-- start EXTRACT --

# Dive Helmet



## spinwitch (Jun 14, 2009)

My big brother wanted a dive helmet, and little sister is happy to oblige! This was made out of foam floor mats, and I'm really happy with it. To give credit where due, the pattern is from http://www.lostwaxoz.com/ (the guy has amazing patterns at super-reasonable prices)


----------



## Hairazor (Mar 13, 2012)

Wow, so so cool


----------



## theundeadofnight (Aug 14, 2011)

Wow ,that looks incredible . You did a fantastic job on this diving helmet , the rust finish is great . Very impressive work you did with the floor mat material .


----------



## bobzilla (Nov 13, 2008)

Sweet!


----------



## djgra79 (Oct 11, 2015)

Wait, that's foam floor mats?! Amazing!!


----------



## DandyBrit (May 23, 2013)

I love this - that's really nice eva foam work.


----------



## RoxyBlue (Oct 6, 2008)

Holy crap! That's stunning!


----------



## jdubbya (Nov 6, 2005)

WTH!!! That's amazing!


----------



## heresjohnny (Feb 15, 2006)

Oh WOW!! That is an amazing job.


----------



## Haunted Spider (Sep 6, 2010)

The helmet looks great. You may think about adding some silver/gold paint to it for raw metal look. They make metallic paints that you very lightly smear on for detailing edges of foam to look metal. I believe the paint is called rub and buff.


----------



## Rumsfield (Oct 27, 2011)

That looks amazing and closely resembles a mk v dive helmet. Scooby doo monster anyone ?


----------



## Headless (Sep 4, 2011)

How did I miss this! That is amazing!


----------

-- end EXTRACT --

■ YOUR OBJECTIVE
Copy the dive helmet thread word for word from "The helmet looks" to "monster anyone ?". The rows play no part in this.

-- start RECORDED INFORMATION --

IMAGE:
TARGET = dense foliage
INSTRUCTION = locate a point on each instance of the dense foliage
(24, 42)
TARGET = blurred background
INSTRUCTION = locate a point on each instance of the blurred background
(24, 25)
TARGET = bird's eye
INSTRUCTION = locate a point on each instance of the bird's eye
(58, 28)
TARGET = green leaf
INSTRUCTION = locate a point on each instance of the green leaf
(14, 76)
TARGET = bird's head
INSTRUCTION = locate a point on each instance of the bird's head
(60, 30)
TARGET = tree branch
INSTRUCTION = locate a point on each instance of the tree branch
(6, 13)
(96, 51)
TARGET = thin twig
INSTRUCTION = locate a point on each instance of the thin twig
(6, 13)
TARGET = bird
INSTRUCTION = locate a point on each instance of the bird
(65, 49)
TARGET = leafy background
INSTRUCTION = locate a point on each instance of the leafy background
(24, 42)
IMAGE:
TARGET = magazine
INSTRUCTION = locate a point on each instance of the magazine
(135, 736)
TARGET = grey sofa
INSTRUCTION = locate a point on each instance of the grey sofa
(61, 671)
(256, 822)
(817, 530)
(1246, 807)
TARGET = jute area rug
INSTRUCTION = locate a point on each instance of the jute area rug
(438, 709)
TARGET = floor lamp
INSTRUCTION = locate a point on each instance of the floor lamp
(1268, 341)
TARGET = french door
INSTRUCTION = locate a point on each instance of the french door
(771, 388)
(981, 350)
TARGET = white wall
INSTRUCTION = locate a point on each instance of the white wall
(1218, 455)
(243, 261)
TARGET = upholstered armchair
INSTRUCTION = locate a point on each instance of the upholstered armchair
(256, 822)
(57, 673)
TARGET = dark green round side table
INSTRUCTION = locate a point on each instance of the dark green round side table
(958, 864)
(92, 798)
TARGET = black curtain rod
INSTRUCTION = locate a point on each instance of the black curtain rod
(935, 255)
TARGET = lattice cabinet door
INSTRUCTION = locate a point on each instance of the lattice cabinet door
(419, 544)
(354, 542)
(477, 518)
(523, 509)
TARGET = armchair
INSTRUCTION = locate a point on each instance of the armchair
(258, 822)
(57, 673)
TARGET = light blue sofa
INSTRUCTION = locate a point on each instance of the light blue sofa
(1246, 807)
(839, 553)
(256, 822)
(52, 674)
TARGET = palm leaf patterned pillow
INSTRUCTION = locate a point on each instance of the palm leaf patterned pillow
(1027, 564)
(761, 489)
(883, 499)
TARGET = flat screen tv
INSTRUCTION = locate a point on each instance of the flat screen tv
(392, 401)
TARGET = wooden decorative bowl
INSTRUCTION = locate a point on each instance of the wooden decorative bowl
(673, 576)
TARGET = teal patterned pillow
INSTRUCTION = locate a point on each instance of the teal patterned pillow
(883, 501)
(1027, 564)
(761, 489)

-- end RECORDED INFORMATION --

■ SOLUTION TO THE PROBLEM
The helmet looks great. You may think about adding some silver/gold paint to it for raw metal look. They make metallic paints that you very lightly smear on for detailing edges of foam to look metal. I believe the paint is called rub and buff.


----------



## Rumsfield (Oct 27, 2011)

That looks amazing and closely resembles a mk v dive helmet. Scooby doo monster anyone ?